Start Material provided
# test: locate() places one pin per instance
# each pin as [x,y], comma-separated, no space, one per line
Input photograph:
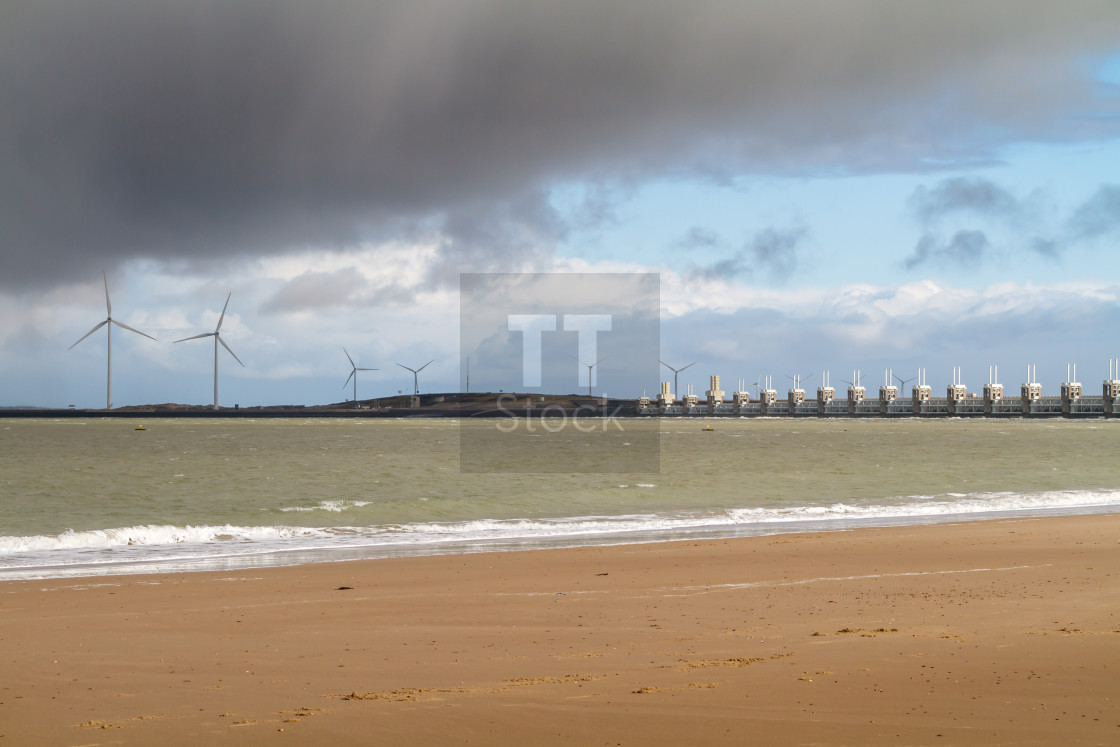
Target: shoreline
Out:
[955,633]
[288,558]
End Material provided
## The exercise
Copy every line above word for word, but leave the picture out.

## Complete answer
# test: locate() places one pin per instance
# each pin as [x,y], comma-separated, no space, one per line
Input photograph:
Target: shoreline
Out:
[955,633]
[288,558]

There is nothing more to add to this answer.